─── Données fournies ───
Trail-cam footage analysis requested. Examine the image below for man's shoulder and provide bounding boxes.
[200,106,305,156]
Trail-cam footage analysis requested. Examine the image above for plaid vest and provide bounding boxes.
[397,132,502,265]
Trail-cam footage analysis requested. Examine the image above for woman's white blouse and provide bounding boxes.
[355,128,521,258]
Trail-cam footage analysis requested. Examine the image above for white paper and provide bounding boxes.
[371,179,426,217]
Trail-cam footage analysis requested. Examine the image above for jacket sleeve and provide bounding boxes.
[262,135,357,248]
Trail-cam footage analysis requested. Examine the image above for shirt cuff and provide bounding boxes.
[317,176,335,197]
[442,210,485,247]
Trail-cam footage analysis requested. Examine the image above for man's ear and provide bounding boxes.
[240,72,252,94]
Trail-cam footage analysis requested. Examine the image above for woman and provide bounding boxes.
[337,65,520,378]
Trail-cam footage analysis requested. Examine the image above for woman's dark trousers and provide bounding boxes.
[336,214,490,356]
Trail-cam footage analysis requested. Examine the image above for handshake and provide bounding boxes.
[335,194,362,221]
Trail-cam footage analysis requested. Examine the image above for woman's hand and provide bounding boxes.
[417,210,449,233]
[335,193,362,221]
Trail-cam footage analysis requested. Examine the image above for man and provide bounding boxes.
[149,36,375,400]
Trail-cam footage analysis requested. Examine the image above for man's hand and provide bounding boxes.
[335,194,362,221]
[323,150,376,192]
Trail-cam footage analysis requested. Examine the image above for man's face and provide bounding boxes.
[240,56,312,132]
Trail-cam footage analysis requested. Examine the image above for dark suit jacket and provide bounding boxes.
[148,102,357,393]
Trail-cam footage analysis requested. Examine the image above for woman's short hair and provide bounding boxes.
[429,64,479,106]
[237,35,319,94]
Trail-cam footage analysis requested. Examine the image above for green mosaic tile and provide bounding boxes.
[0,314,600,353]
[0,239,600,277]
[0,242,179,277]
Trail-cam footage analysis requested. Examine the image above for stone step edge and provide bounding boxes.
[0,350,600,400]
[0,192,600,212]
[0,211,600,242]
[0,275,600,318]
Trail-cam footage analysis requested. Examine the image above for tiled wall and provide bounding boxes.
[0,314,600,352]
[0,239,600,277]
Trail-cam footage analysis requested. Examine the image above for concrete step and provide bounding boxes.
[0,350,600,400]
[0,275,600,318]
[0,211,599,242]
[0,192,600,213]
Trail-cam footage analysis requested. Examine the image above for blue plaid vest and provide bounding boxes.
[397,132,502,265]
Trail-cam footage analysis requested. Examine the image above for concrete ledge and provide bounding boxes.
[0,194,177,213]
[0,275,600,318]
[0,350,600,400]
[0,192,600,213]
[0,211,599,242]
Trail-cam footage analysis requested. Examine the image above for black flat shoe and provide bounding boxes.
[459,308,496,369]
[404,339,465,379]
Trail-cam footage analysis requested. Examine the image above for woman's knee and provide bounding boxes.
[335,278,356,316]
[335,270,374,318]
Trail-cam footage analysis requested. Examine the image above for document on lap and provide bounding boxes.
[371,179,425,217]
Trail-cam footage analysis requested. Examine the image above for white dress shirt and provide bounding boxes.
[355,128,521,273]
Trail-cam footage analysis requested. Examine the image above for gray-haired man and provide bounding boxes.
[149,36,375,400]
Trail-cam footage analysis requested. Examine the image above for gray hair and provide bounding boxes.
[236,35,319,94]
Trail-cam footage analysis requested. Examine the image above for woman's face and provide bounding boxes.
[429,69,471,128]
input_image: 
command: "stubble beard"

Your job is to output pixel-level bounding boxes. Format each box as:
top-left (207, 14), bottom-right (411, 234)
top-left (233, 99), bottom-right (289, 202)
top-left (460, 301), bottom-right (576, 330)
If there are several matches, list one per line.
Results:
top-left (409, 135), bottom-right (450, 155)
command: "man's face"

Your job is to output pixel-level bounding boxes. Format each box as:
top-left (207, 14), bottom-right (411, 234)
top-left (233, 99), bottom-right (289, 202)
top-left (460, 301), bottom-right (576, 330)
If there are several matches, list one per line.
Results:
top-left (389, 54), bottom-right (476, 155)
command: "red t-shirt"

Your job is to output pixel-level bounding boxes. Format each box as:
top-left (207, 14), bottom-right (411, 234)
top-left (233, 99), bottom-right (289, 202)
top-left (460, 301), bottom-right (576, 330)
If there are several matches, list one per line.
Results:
───
◆ **Consigne**:
Recopiez toutes les lignes ci-dessus sans rien y changer.

◆ **Réponse attendue**:
Trail-cam footage analysis requested. Examine the image below for man's shoulder and provide bounding boxes.
[200,106,305,156]
Trail-cam footage analysis requested. Examine the image above for plaid vest and provide bounding boxes.
[397,132,502,265]
Trail-cam footage analysis requested. Examine the image above for woman's white blouse and provide bounding boxes.
[355,128,521,258]
Trail-cam footage analysis requested. Examine the image above for white paper and provide bounding boxes.
[371,179,426,217]
Trail-cam footage analysis requested. Examine the image above for jacket sleeve and provide bounding boxes.
[262,135,357,248]
Trail-cam footage analysis requested. Examine the image above for shirt cuff and provide bounding boxes.
[317,176,335,197]
[442,210,485,247]
Trail-cam footage analysis requested. Examine the image above for man's ear and provide bounding boxes.
[240,72,252,94]
Trail-cam footage analysis requested. Examine the image above for woman and provide bounding boxes.
[337,65,520,378]
Trail-cam footage analysis requested. Examine the image above for woman's dark trousers and provide bounding boxes.
[336,214,490,356]
Trail-cam footage analysis requested. Examine the image above for handshake and provide bounding boxes.
[335,194,362,221]
Trail-cam footage analysis requested. Examine the image above for woman's hand and provide bounding boxes.
[417,210,449,233]
[335,193,362,221]
Trail-cam footage analysis requested. Examine the image above for man and provide bounding boxes.
[149,36,375,400]
Trail-cam footage analysis requested. Examine the image above for man's hand and provide bounding boxes.
[335,194,362,221]
[323,150,376,192]
Trail-cam footage analysis requested. Examine the image above for man's face and provide bounding boxes.
[240,56,312,132]
Trail-cam footage analysis requested. Examine the image above for dark suit jacket and provide bounding boxes.
[148,102,357,393]
Trail-cam footage analysis requested. Examine the image above for woman's short hair and provide bounding boxes.
[429,64,479,106]
[237,35,319,94]
Trail-cam footage analysis requested. Examine the image above for green mosaic tile and provide bounding boxes.
[0,314,600,353]
[0,239,600,277]
[0,242,179,277]
Trail-cam footage analysis requested. Examine the image above for stone step edge and provide bounding boxes.
[0,350,600,400]
[0,192,600,212]
[0,211,600,242]
[0,275,600,318]
Trail-cam footage analysis requested. Examine the image above for tiled wall and provide bounding boxes.
[0,314,600,352]
[0,239,600,277]
Trail-cam footage analysis requested. Examine the image above for concrete step and provide bounding boxes.
[0,350,600,400]
[0,275,600,318]
[0,211,599,242]
[0,192,600,213]
Trail-cam footage analysis requested. Examine the image above for blue plaid vest and provide bounding boxes.
[397,132,502,265]
Trail-cam footage analysis requested. Examine the image above for concrete ledge and provide bounding boxes.
[0,194,177,213]
[0,275,600,318]
[0,350,600,400]
[0,192,600,213]
[0,211,599,242]
Trail-cam footage analysis requested. Examine the image above for black flat shoe and provide bounding boxes.
[459,308,496,369]
[404,339,465,379]
Trail-cam footage analysis requested. Examine the image above for woman's knee and provide bounding boxes.
[335,278,356,316]
[335,270,374,318]
Trail-cam footage analysis requested. Examine the image above for document on lap and provide bounding boxes.
[371,179,425,217]
Trail-cam footage analysis requested. Examine the image above for white dress shirt and provide bounding boxes.
[355,128,521,273]
Trail-cam footage analysis requested. Examine the image above for gray-haired man and provide bounding boxes.
[149,36,375,400]
Trail-cam footage analysis requested. Examine the image above for gray hair and provide bounding boxes.
[236,35,319,94]
Trail-cam footage analysis requested. Examine the image above for woman's face and provide bounding boxes.
[429,69,471,128]
input_image: 
command: "stubble beard"

Your job is to output pixel-level bounding boxes. Format each box as:
top-left (207, 14), bottom-right (411, 234)
top-left (233, 99), bottom-right (289, 202)
top-left (460, 301), bottom-right (576, 330)
If there are several matches, list one per line.
Results:
top-left (409, 135), bottom-right (450, 155)
command: "man's face"

Your job is to output pixel-level bounding boxes. Format each box as:
top-left (207, 14), bottom-right (411, 234)
top-left (233, 99), bottom-right (289, 202)
top-left (460, 301), bottom-right (576, 330)
If there are several matches, list one per line.
Results:
top-left (389, 54), bottom-right (476, 155)
command: "red t-shirt"

Your job is to output pixel-level bounding boxes. Format each box as:
top-left (207, 14), bottom-right (411, 234)
top-left (233, 99), bottom-right (289, 202)
top-left (460, 301), bottom-right (576, 330)
If there are several matches, list one per line.
Results:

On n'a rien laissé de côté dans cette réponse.